Provided passage »
"""
Main

At present, the most sensitive displacement detectors for nanoscale mechanical resonators rely on the mechanical modulation of current flow through a single electron transistor or atomic point contact2,3,4,5, achieving resolutions around 10−15 m Hz−1/2, which in the case of the work by LaHaye et al. is only several times the quantum limit. These devices, however, feature a resonator and sensor integrated into a single unit, limiting their versatility for some force-sensing applications. Although high-finesse interferometers also achieve nearly quantum-limited displacement resolution—down to an astounding 10−20 m Hz−1/2 (refs 10, 11)—their application to micro- and nanomechanical oscillators is challenging, especially as oscillator size is reduced. A fundamental obstacle is the optical diffraction limit, which sets a rough lower bound on the size of the measured oscillator. In addition, many requirements of a high-finesse cavity (for example, thick substrates and stiff multilayer mirror stacks for maximum reflection) run counter to the requirements of the most sensitive microelectromechanical and nanoelectromechanical systems (for example, low spring constants and thin membranes for sensitive force detection). Optical interferometers encounter some limitations at the low temperatures often required in ultrasensitive force microscopy. For temperatures below 1 K, the absorption of light from a typical interferometer laser—even for incident powers less than 100 nW—has been observed to heat Si cantilevers through absorption12,13. As a result, the resolution of typical optical interferometry of micromechanical force sensors hovers above 10−13 m Hz−1/2 (refs 13, 14).
"""
Job 1 »
Collect every line from the entries below that contains the word "roof", and copy each one unchanged.
Job 2 »
Pick up the passage on displacement detection for nanomechanical resonators where it ends, and keep writing in the same style.

Input rows »
"""
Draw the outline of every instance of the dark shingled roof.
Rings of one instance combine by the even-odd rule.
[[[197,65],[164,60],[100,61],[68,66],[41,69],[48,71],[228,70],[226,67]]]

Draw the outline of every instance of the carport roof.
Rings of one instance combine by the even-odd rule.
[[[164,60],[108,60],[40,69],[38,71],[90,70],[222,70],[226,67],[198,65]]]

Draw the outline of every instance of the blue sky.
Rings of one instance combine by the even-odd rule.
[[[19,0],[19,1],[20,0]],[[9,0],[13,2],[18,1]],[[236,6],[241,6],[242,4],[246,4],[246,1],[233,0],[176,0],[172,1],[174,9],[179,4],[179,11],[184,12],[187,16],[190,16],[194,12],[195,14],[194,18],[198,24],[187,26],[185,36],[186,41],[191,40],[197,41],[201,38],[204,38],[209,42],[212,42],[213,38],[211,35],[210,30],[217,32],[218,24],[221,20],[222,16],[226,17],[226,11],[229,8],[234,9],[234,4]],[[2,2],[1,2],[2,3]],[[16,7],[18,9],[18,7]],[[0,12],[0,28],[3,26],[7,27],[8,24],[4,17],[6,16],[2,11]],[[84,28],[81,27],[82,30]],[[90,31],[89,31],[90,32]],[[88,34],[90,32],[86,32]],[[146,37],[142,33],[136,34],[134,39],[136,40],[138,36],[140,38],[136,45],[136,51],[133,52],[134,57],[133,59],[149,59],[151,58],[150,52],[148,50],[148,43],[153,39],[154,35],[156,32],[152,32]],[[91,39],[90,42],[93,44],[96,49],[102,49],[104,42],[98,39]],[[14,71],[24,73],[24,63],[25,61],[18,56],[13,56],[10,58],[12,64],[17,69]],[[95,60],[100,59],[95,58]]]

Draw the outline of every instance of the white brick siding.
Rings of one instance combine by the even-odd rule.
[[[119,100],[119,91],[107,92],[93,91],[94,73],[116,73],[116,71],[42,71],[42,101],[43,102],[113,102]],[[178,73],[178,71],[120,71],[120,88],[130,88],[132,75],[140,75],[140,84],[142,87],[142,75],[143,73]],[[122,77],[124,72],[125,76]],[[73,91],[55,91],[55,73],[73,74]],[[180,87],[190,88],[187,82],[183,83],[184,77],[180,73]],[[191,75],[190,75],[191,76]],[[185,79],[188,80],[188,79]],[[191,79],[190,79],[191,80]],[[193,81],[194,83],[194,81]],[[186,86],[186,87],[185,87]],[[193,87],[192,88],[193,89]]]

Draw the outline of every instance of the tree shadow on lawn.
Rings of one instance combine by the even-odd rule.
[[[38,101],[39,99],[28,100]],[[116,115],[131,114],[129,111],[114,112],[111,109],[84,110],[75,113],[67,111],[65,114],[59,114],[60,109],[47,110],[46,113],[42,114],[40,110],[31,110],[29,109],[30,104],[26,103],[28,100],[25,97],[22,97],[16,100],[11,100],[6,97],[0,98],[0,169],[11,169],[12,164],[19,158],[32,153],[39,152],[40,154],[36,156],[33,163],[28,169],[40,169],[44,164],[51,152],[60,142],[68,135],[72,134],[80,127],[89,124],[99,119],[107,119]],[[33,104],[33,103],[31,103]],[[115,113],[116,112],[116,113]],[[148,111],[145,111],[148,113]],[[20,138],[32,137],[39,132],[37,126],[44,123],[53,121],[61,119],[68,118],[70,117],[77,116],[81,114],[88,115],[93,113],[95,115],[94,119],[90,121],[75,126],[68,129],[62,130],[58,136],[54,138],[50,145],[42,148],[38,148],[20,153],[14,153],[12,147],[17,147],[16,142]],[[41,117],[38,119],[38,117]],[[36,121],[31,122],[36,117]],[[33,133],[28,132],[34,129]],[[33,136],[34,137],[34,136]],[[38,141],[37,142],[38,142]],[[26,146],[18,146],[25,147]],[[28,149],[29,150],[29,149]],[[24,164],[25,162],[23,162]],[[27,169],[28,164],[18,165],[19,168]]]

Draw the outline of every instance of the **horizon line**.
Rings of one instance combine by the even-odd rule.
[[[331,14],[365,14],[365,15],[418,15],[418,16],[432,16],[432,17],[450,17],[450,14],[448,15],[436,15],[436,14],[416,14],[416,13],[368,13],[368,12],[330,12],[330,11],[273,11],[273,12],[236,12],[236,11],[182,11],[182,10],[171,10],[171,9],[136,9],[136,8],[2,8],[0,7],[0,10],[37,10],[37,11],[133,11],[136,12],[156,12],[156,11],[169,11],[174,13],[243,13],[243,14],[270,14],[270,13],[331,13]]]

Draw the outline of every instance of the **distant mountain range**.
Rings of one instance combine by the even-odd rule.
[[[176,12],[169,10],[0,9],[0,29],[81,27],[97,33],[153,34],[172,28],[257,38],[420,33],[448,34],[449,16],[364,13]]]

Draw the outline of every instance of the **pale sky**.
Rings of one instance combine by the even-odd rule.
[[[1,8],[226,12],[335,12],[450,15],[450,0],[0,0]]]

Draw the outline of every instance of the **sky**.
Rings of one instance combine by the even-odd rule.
"""
Output 1 »
Draw the outline of every instance of the dark shingled roof.
Draw the outline of every instance of the carport roof.

Output 2 »
Here, we show how simply bringing a micromechanical oscillator in close proximity to an off-board quantum point contact (QPC) enables sensitive displacement measurements. In demonstrating this principle, our QPC detector achieves a resolution of 10−12 m Hz−1/2, which is comparable to that achieved by optical interferometry on resonators of similar size. Our QPC transducer, however, has the fundamental advantage that it can be applied to measurements of oscillators with dimensions smaller than the optical diffraction limit. In addition, by virtue of its off-board design, the QPC can be used in conjunction with sensitive cantilevers in a variety of force-sensing applications including magnetic resonance force microscopy15. Although the resolution of our QPC is limited by device imperfections, QPC transducers of this type should have the properties required to reach the quantum limit on continuous position detection8,9.

In the years since the discovery of quantized conductance through semiconductor QPCs (refs 16, 17), these devices have been used as sensitive charge detectors in a variety of applications. The dependence of a QPC’s source–drain conductance on small changes in electrostatic fields makes it useful as a detector of single electrons in gate-defined quantum dots18 or of charge motion through electron interferometers19,20. This extreme sensitivity to charge has also been applied in the detection of mechanical motion on minute scales. In 2002, Cleland et al. demonstrated a displacement detector with a resolution of 3×10−12 m Hz−1/2 at 1.5 MHz using the piezoelectric effect in a GaAs micromechanical resonator to modulate current through an integrated QPC (ref. 21). As this method requires the QPC to be built into a piezoelectric resonator, device processing can degrade both the mobility of the two-dimensional electron gas (2DEG) forming the QPC and the quality factor of the resonator. Furthermore, the stiff doubly clamped geometry of the resonator and the requirement that it be made from a single-crystal GaAs heterostructure limit its application as a sensitive force detector. Here, we use a different scheme for displacement detection, wherein a cantilever is brought close to an off-board QPC causing the lever’s motion to modulate the QPC conductance. In principle, the motion of an arbitrary resonator, without any integrated devices, can be detected in this way.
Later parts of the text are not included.